Texto fuente:
:::::

Cuando era pequeña, me pasaba las tardes en la farmacia de mi madre. Mientras Zamora ( que así llamábamos al mancebo, porque era su apellido) atendía a los clientes, yo me entretenía mirando las estanterías. Había algo que siempre me llamaba la atención: los carteles de los productos. Algunos decían «hasta los 6 meses», otros «a partir de los 14 años«, y más allá, «para mayores de 50».
Yo, curiosa y con la lógica de una niña, me preguntaba: ¿cómo lo sabrán si los bebés de 6 meses no hablan? Me parecía increíble que la vida pudiera dividirse así, en franjas tan exactas. Pero ahora, con los años vividos —que ya no son pocos—, entiendo que, aunque las edades puedan parecer números arbitrarios, lo cierto es que en la vida vamos cumpliendo ciclos, y con cada uno de ellos cambian nuestras prioridades.
Cuando somos jóvenes, lo que más nos importa es sentirnos queridos, aceptados, deseados. Si alguien nos gusta y no nos corresponde, sentimos que el mundo se derrumba. La intensidad emocional es desbordante: vivimos cada experiencia como si fuera la última. La amistad, el amor, las primeras veces, el miedo a quedarnos fuera de algo importante… todo eso nos consume y nos mueve. En el trabajo, lo que importa es crecer, demostrar, avanzar. Queremos ser reconocidos, ascender, romper moldes. Hay una energía inagotable por hacer, por llegar, por conquistar.

:::::

Extracto de datos:
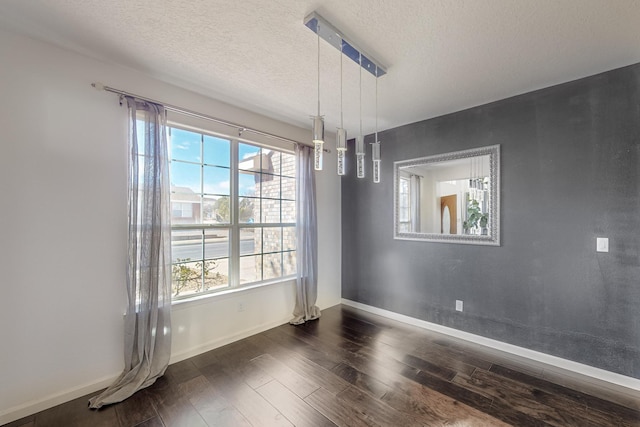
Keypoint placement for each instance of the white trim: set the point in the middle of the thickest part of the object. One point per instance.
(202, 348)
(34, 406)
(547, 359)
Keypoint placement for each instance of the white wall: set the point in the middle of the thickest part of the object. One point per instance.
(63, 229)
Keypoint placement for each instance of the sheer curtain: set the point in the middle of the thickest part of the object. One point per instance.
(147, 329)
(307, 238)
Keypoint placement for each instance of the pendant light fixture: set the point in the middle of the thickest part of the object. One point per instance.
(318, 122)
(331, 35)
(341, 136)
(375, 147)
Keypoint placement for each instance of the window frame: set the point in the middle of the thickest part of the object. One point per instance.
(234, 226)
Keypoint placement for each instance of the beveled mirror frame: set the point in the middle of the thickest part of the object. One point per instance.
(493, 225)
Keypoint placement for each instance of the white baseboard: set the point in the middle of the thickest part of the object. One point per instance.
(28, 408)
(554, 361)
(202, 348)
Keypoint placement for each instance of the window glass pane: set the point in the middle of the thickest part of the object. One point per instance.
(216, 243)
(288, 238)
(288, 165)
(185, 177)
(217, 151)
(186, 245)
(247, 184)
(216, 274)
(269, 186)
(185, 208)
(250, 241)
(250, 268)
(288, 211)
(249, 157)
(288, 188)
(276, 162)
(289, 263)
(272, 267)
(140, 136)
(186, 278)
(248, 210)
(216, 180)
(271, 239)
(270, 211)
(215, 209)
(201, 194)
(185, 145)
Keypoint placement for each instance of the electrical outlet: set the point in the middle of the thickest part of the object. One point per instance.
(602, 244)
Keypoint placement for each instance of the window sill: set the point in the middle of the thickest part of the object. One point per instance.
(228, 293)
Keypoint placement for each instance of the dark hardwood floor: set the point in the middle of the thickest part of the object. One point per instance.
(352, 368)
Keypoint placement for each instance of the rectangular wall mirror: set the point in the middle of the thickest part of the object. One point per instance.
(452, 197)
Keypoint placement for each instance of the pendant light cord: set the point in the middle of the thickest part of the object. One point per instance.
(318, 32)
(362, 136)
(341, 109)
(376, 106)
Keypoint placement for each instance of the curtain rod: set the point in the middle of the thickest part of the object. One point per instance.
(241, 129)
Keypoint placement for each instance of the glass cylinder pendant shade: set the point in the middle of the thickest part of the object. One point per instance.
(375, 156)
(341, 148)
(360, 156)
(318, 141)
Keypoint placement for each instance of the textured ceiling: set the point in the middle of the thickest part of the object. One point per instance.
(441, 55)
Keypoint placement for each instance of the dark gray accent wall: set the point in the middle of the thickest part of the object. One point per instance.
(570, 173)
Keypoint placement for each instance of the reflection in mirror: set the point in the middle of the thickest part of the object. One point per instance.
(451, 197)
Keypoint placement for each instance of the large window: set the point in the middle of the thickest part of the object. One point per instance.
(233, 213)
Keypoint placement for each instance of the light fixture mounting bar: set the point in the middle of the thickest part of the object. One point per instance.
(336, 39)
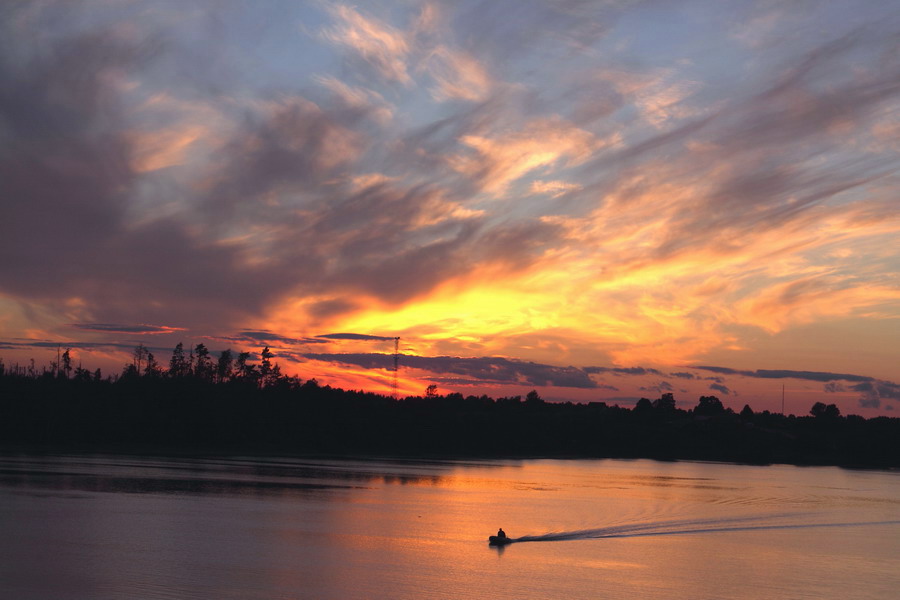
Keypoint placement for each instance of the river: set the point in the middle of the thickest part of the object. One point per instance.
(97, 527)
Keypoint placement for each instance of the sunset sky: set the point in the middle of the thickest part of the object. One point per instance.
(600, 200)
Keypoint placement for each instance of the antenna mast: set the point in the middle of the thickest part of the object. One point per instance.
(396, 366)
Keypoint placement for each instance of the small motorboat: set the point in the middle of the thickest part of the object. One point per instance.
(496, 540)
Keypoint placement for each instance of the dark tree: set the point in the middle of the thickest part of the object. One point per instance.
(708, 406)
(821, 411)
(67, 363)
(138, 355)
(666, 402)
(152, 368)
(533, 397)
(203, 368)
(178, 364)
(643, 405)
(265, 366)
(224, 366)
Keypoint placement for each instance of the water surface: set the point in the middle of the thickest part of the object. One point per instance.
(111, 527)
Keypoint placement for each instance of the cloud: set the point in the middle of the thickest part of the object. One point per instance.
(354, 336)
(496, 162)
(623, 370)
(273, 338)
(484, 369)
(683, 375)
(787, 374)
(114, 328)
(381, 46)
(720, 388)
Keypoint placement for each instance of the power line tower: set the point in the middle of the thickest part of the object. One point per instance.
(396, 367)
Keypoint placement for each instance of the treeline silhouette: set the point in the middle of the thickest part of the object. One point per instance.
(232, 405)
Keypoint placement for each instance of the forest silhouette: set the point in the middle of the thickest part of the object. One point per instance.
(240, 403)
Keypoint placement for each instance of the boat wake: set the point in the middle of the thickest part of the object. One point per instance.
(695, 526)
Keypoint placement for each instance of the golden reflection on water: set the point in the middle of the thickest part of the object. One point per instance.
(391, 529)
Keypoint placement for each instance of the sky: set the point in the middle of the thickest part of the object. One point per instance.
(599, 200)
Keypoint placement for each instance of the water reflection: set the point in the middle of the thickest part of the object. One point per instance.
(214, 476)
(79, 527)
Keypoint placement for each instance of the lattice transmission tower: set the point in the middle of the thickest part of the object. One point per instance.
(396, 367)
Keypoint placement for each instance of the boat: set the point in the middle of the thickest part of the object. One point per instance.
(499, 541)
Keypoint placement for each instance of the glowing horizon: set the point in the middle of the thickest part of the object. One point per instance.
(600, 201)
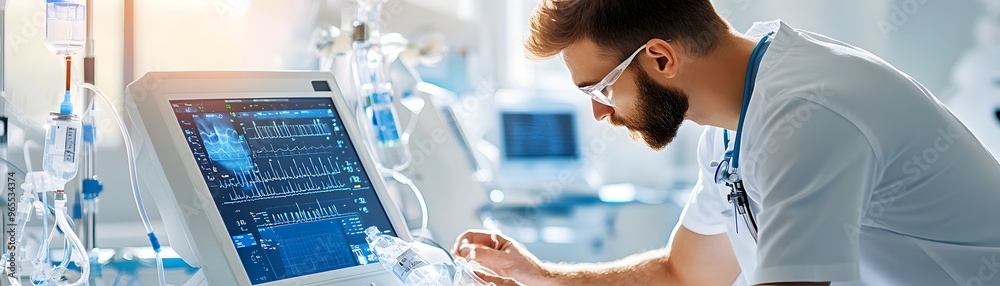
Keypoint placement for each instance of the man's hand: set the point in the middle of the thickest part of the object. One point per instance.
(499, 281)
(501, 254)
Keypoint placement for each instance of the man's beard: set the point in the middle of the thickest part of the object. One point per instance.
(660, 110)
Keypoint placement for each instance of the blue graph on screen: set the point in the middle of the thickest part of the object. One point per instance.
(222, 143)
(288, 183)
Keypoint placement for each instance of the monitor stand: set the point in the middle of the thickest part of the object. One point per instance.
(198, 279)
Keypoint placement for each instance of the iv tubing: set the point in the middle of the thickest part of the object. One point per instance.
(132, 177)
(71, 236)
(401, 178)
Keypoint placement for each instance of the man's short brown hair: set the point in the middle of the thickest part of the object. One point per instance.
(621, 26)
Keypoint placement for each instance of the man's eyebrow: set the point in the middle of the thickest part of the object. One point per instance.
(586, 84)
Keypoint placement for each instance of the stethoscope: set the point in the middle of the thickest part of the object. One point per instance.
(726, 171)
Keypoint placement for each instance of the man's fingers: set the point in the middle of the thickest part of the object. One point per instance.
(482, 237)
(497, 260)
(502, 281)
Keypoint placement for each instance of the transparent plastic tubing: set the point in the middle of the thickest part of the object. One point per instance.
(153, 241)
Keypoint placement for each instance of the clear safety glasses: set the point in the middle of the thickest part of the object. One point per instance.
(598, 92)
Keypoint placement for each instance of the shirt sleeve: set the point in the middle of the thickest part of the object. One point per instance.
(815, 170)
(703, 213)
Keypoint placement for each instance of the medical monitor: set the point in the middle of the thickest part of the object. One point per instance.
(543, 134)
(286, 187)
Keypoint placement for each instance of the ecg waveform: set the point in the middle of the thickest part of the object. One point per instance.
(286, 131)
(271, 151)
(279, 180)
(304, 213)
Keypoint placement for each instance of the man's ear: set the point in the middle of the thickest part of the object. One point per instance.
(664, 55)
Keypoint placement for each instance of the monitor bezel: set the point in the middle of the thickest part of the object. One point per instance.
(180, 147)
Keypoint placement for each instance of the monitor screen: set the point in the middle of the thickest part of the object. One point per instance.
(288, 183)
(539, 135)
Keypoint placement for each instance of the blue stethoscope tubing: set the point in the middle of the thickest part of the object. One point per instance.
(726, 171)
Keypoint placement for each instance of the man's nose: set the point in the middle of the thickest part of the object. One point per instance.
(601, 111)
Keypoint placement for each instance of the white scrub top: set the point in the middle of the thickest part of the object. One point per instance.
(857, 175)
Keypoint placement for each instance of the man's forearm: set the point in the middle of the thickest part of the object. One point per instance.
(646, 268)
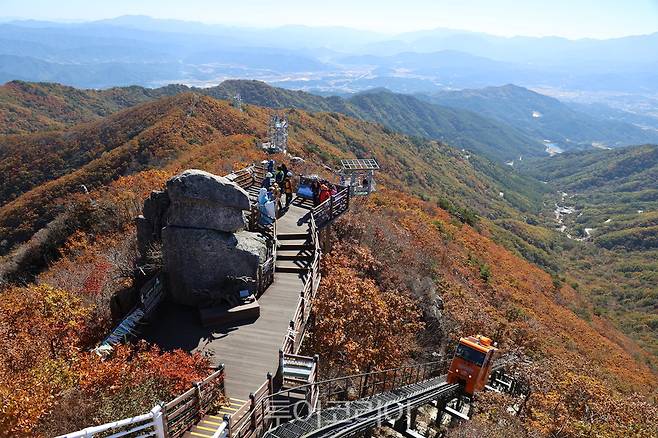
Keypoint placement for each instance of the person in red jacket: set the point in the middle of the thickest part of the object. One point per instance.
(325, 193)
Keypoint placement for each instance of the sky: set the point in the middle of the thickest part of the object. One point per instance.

:::::

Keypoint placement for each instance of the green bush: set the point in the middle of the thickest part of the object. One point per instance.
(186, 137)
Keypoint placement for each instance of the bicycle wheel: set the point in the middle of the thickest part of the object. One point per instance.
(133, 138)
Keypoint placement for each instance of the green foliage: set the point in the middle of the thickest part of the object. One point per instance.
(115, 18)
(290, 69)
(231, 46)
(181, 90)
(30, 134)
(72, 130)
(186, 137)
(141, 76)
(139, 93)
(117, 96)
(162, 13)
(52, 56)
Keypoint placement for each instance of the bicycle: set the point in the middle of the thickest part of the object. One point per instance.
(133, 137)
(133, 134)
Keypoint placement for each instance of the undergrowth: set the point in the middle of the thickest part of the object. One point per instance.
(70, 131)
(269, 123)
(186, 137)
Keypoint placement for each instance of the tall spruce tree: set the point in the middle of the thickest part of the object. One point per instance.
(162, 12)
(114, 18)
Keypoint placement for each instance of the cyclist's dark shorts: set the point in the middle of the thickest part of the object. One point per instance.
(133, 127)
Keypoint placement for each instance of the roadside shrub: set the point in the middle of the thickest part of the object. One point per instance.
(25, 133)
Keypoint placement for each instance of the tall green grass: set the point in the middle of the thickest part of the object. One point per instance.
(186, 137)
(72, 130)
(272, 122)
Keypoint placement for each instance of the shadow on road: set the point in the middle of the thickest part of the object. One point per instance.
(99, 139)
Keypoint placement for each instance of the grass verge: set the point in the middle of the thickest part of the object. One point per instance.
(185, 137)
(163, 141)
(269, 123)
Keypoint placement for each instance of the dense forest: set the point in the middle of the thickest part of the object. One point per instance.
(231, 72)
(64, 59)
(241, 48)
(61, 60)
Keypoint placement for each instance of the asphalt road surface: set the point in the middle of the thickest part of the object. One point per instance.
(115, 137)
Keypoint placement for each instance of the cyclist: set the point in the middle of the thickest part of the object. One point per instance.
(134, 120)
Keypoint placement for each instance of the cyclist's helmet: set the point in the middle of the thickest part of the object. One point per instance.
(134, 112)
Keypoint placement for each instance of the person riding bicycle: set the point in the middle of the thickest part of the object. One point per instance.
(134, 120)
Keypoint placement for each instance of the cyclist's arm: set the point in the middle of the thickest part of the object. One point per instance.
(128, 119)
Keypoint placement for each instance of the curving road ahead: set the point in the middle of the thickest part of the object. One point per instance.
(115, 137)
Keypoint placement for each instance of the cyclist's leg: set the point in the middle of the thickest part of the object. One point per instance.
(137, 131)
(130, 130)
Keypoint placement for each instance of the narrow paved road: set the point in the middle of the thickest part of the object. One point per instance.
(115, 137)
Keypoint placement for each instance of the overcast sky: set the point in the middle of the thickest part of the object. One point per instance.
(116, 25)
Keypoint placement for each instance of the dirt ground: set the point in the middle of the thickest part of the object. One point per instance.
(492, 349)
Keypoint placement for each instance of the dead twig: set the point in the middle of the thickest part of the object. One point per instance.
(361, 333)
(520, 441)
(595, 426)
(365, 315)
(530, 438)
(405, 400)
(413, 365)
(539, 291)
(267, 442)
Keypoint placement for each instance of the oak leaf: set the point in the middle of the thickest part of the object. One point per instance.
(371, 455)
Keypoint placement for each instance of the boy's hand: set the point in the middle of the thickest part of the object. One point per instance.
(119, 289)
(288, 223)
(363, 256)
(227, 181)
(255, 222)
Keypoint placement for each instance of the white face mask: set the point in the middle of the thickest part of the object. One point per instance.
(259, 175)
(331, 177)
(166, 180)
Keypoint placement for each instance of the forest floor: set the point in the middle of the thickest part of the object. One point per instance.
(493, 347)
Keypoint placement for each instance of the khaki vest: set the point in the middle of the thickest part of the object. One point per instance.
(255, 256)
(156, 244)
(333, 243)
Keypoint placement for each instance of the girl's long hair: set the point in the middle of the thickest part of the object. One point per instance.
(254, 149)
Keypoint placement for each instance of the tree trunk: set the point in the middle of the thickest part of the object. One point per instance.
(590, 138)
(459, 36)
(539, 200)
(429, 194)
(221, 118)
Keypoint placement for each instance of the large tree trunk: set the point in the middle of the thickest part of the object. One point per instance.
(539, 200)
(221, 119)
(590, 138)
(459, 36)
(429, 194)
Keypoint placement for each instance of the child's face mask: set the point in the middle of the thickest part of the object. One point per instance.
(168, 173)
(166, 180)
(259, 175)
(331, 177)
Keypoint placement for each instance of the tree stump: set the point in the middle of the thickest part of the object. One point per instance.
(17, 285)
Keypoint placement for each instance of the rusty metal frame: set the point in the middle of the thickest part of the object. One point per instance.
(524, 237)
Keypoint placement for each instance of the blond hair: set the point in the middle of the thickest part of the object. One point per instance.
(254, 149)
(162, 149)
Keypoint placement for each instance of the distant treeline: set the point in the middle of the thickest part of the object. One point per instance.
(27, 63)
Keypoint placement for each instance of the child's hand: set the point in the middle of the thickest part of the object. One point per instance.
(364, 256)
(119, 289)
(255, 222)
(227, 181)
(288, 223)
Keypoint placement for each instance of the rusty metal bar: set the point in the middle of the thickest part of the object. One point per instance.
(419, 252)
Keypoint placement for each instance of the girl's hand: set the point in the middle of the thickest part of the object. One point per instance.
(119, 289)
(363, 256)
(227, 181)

:::::

Comprueba lo aprendido:
1. Según el texto fuente, ¿por qué llamaban «Zamora» al mancebo de la farmacia? Responde en una o dos oraciones.
2. En el texto fuente, ¿dónde pasaba las tardes la narradora cuando era pequeña?
3. Prosigue el texto fuente sobre los ciclos de la vida a partir de su última oración.

Respuestas:
1. Lo llamaban «Zamora» porque ese era su apellido.

2. En la farmacia de su madre.

3.
Conforme pasan los años, esa urgencia se suaviza. Seguimos teniendo ambiciones, claro, pero ya no se trata de llegar más alto, sino de llegar mejor. Aprendemos a valorar la calidad por encima de la cantidad. Ya no queremos veinte amigos, sino tres verdaderos. Ya no nos desvelamos por una discusión, sino por la salud de alguien querido. Nos damos cuenta de que hay batallas que no merece la pena luchar, y otras —más profundas, más íntimas— que sí debemos afrontar.
A partir de cierta edad, empezamos a mirar hacia adentro. Ya no buscamos tanto la aprobación externa como la paz interior. Apreciamos los silencios, la rutina bien vivida, las conversaciones sin prisa. Cambian los planes del sábado por la mañana: antes era dormir hasta tarde, ahora puede ser ir al mercado, tomar café con una amiga, leer un buen libro. El tiempo adquiere un valor distinto, casi sagrado. Ya no queremos llenarlo, sino aprovecharlo.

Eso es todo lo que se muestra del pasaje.